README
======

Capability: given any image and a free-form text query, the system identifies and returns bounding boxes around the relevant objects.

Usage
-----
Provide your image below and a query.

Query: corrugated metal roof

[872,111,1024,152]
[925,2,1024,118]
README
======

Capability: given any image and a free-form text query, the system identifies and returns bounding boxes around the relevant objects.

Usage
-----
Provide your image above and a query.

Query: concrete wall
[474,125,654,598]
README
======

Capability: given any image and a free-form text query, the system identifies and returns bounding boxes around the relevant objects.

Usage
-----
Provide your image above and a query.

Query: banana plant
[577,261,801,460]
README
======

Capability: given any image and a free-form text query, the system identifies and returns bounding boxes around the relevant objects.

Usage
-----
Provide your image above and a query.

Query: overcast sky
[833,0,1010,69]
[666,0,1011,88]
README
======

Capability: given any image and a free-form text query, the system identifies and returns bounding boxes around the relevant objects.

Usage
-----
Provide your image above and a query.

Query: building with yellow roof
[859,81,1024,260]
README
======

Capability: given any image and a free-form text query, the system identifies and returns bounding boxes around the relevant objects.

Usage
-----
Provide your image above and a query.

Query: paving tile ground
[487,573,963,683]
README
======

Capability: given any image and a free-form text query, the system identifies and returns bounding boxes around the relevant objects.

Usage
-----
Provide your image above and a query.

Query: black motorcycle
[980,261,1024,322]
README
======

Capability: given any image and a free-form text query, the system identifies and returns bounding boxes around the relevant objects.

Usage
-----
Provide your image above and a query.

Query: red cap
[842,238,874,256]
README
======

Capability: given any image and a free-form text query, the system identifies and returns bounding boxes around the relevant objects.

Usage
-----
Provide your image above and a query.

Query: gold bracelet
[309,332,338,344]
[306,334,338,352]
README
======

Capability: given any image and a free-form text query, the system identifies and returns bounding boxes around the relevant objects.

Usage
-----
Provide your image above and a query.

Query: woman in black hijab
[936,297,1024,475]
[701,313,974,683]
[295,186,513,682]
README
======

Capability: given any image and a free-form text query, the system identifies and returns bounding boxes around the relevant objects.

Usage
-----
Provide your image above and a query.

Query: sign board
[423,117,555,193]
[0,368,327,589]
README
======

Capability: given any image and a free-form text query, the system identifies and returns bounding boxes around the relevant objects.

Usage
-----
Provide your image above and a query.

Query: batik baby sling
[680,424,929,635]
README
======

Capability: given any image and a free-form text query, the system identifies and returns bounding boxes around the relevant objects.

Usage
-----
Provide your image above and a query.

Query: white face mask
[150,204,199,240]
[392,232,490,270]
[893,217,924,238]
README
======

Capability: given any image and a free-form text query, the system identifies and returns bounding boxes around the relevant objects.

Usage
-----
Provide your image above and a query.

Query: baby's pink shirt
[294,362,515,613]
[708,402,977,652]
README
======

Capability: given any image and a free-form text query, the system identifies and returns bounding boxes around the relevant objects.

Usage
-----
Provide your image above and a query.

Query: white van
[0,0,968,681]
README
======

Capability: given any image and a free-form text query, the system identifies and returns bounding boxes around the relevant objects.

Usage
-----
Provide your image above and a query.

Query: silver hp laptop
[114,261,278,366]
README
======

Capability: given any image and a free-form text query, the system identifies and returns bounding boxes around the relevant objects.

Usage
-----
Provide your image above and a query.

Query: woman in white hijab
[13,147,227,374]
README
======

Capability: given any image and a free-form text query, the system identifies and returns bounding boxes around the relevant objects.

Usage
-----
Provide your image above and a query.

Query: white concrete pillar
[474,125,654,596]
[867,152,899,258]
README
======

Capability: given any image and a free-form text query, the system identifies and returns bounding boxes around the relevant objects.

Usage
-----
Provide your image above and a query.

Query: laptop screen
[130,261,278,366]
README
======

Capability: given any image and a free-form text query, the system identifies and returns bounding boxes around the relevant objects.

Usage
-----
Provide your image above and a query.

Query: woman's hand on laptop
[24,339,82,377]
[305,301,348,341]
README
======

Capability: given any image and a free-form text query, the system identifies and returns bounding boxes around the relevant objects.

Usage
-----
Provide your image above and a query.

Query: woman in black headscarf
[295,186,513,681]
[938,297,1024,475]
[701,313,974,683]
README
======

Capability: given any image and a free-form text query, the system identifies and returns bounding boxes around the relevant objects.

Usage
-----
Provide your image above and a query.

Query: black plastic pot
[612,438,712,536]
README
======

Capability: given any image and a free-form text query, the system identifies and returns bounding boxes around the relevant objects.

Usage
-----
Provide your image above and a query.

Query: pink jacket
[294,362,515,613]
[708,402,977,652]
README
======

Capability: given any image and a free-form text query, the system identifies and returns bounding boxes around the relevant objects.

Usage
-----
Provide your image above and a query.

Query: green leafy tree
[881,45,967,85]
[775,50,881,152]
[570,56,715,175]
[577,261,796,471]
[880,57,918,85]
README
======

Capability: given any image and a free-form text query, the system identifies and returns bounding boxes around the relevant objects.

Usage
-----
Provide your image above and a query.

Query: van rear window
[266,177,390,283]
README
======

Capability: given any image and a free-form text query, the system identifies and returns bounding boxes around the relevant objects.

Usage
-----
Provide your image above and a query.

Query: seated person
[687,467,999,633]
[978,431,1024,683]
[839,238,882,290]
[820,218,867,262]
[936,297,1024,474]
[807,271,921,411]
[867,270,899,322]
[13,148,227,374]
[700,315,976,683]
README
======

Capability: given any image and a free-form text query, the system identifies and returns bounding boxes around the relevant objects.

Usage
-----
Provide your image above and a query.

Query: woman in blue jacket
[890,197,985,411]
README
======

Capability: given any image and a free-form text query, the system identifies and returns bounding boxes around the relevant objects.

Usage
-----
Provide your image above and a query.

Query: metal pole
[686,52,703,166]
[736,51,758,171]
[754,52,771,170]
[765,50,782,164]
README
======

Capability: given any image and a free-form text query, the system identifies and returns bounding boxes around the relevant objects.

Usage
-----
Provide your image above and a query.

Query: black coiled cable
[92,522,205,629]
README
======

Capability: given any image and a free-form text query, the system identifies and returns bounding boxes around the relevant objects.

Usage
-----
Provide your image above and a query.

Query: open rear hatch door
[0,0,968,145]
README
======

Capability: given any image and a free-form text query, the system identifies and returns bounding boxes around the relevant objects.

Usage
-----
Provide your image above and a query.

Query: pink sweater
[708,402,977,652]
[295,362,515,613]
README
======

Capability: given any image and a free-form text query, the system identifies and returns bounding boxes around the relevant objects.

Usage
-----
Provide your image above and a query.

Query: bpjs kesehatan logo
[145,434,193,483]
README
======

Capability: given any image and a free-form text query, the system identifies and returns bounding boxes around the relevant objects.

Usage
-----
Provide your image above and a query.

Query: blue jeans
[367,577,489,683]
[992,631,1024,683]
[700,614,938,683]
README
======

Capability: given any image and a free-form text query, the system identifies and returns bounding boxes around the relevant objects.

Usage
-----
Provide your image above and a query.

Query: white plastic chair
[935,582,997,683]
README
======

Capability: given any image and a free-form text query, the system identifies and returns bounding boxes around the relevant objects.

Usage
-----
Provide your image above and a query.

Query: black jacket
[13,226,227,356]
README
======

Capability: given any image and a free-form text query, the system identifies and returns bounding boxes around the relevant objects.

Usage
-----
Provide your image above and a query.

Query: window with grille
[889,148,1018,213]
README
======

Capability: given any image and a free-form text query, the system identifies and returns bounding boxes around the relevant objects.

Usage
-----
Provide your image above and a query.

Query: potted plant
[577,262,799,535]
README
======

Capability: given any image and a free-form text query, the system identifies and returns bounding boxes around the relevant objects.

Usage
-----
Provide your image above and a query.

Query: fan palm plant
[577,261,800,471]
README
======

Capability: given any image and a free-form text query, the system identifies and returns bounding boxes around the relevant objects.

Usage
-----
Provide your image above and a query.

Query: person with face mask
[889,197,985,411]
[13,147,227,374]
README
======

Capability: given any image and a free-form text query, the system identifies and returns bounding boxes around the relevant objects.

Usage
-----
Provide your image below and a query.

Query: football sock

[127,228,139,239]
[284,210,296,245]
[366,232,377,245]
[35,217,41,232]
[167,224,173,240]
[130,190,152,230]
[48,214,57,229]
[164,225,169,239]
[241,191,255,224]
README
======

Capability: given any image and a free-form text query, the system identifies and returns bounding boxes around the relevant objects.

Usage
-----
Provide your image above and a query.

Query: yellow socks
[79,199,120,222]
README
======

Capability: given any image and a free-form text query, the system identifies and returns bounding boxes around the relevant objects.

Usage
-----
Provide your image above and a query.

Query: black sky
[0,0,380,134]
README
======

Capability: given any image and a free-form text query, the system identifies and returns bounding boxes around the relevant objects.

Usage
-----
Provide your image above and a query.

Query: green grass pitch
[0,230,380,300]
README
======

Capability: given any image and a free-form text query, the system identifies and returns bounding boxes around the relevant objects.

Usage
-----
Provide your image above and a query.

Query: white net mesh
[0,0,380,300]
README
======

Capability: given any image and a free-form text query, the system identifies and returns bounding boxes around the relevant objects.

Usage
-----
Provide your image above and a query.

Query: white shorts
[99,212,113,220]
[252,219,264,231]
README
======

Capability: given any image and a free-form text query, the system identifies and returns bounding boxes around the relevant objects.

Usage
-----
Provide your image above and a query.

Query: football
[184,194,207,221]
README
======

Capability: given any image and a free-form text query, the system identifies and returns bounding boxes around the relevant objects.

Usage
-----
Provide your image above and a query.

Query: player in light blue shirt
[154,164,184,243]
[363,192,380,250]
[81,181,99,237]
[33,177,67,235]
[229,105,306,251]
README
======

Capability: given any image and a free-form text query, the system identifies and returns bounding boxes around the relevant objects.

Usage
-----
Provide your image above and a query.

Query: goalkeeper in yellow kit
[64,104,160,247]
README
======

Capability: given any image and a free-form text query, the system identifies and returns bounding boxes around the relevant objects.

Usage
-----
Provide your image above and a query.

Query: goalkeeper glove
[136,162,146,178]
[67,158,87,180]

TASK OBJECTIVE:
Count the lines of the material above that contain the string "woman", and reply with the number only.

COMPLETE RESPONSE:
5